You are viewing a plain text version of this content. The canonical link for it is here.
Posted to issues@hbase.apache.org by "Jonathan Hsieh (JIRA)" <ji...@apache.org> on 2012/06/07 18:17:23 UTC

[jira] [Commented] (HBASE-5498) Secure Bulk Load

    [ https://issues.apache.org/jira/browse/HBASE-5498?page=com.atlassian.jira.plugin.system.issuetabpanels:comment-tabpanel&focusedCommentId=13291104#comment-13291104 ] 

Jonathan Hsieh commented on HBASE-5498:
---------------------------------------

This is a little bit outside my wheelhouse so expect I'd expect more feedback from Andrew or Todd (or me once I ingest more of this).  Here are some quick comments / questions from a skim of the patch:
- Is the design doc on HCatalog wiki relevant to the new implementation?  (Why in HCatalog?)
- We should also probably add a postBulkLoadHFile to be symmetric.  If this drags out, consider adding a "add postBulkLoadHFile and preBulkLoadHFile to RegionObserver/BaseRegionObserver" subissue -- it would likely committed quickly alone.
- This needs null check guard on getCoprocessHost()
{code}
       }
+      region.getCoprocessorHost()
+          .preBulkLoadHFile(familyPaths);
       boolean loaded = region.bulkLoadHFiles(familyPaths);
{code}
- SecureBulkLoadEndPoint/SecureBulkLoadProtocol will need an apache license header

                
> Secure Bulk Load
> ----------------
>
>                 Key: HBASE-5498
>                 URL: https://issues.apache.org/jira/browse/HBASE-5498
>             Project: HBase
>          Issue Type: Improvement
>          Components: mapred, security
>            Reporter: Francis Liu
>         Attachments: HBASE-5498_draft.patch
>
>
> Design doc: https://cwiki.apache.org/confluence/display/HCATALOG/HBase+Secure+Bulk+Load
> Short summary:
> Security as it stands does not cover the bulkLoadHFiles() feature. Users calling this method will bypass ACLs. Also loading is made more cumbersome in a secure setting because of hdfs privileges. bulkLoadHFiles() moves the data from user's directory to the hbase directory, which would require certain write access privileges set.

# Task set
1. Decide whether each statement agrees with the secure bulk load comment. Answer yes or no for each, and quote the deciding words. (a) HBASE-5498 is listed as a bug. (b) The commenter proposes adding a postBulkLoadHFile for symmetry. (c) The summary says users calling bulkLoadHFiles() bypass ACLs.
2. Write out everything in the secure bulk load comment from "[jira] [Commented] (HBASE-5498)" down to "(Why in HCatalog?)", without any changes.

# Given records

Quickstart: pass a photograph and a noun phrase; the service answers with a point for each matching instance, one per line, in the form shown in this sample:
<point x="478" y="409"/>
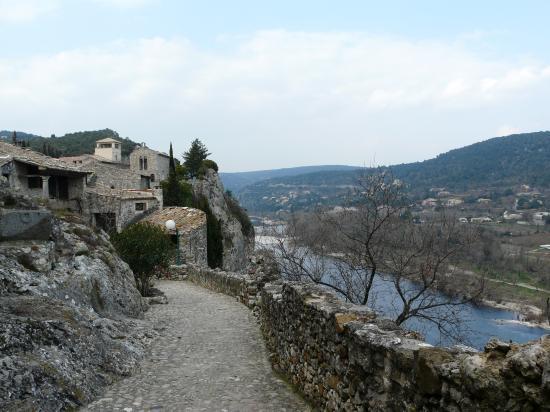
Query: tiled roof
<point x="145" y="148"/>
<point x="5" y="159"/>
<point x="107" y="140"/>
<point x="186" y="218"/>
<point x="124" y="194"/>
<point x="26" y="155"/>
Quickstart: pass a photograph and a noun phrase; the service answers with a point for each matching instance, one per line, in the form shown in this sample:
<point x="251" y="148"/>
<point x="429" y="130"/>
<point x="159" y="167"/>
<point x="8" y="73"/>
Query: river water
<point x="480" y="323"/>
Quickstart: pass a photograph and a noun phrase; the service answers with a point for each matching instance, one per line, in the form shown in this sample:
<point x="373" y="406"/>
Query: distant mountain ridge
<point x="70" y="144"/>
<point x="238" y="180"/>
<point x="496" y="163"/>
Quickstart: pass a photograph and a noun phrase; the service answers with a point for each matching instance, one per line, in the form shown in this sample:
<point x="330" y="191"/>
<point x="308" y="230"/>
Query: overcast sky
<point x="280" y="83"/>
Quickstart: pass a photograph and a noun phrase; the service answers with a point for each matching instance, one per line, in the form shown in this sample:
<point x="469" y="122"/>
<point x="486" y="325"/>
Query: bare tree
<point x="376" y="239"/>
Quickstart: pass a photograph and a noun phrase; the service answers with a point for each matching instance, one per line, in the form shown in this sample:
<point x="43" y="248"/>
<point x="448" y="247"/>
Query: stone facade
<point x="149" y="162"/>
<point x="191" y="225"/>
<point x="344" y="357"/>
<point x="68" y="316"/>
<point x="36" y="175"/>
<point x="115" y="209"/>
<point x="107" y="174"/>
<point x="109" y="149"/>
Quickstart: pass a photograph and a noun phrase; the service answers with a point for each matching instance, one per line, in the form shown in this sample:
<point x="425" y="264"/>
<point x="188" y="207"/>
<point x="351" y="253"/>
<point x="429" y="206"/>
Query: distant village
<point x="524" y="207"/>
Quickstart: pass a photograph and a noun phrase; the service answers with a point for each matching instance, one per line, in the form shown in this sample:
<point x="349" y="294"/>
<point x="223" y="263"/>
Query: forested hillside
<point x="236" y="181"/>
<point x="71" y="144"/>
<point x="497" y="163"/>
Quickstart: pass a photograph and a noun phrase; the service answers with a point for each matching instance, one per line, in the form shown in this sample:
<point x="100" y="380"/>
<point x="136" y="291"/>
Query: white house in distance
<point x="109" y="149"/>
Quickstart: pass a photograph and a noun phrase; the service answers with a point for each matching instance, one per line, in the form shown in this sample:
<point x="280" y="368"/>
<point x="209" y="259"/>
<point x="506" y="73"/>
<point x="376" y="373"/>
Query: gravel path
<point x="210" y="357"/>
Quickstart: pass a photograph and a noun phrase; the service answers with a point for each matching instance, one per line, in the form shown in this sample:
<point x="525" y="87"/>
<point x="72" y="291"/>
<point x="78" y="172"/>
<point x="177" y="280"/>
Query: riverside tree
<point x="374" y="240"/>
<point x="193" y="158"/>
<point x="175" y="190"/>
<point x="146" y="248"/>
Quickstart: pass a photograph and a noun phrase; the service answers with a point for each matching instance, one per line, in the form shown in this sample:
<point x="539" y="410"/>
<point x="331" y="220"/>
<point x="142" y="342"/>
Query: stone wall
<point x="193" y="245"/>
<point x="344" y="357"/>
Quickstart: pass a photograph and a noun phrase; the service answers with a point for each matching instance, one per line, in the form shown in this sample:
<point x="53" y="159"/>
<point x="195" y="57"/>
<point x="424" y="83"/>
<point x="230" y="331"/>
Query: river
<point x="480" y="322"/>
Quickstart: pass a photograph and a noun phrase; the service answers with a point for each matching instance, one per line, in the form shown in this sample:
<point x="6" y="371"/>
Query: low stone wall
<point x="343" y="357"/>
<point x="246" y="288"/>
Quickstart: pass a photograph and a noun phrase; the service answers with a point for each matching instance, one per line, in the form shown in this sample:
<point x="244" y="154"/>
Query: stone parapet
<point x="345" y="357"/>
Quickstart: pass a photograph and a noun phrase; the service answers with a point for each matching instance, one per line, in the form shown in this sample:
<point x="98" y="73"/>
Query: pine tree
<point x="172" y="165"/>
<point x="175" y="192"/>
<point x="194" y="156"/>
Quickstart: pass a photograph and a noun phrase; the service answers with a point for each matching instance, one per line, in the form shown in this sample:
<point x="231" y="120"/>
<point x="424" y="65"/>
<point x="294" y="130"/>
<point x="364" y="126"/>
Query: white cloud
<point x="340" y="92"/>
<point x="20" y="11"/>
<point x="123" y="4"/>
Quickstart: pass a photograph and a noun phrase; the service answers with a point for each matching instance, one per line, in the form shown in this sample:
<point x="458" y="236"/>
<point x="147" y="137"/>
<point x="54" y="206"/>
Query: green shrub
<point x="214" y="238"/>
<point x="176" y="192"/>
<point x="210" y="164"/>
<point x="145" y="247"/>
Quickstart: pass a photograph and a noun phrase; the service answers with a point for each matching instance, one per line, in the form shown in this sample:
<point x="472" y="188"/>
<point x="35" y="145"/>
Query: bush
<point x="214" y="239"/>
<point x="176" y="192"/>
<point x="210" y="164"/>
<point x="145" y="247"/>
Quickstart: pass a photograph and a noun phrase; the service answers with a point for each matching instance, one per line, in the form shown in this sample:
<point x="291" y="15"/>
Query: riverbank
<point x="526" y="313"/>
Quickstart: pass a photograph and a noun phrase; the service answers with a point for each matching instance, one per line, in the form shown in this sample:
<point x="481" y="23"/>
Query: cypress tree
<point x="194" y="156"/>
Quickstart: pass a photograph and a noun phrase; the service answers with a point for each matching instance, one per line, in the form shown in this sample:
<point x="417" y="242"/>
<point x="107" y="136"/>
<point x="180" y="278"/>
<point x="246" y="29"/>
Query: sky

# In response
1.
(a) No: "Issue Type: Improvement"
(b) Yes: "We should also probably add a postBulkLoadHFile to be symmetric."
(c) Yes: "Users calling this method will bypass ACLs."

2.
[jira] [Commented] (HBASE-5498) Secure Bulk Load

    [ https://issues.apache.org/jira/browse/HBASE-5498?page=com.atlassian.jira.plugin.system.issuetabpanels:comment-tabpanel&focusedCommentId=13291104#comment-13291104 ] 

Jonathan Hsieh commented on HBASE-5498:
---------------------------------------

This is a little bit outside my wheelhouse so expect I'd expect more feedback from Andrew or Todd (or me once I ingest more of this).  Here are some quick comments / questions from a skim of the patch:
- Is the design doc on HCatalog wiki relevant to the new implementation?  (Why in HCatalog?)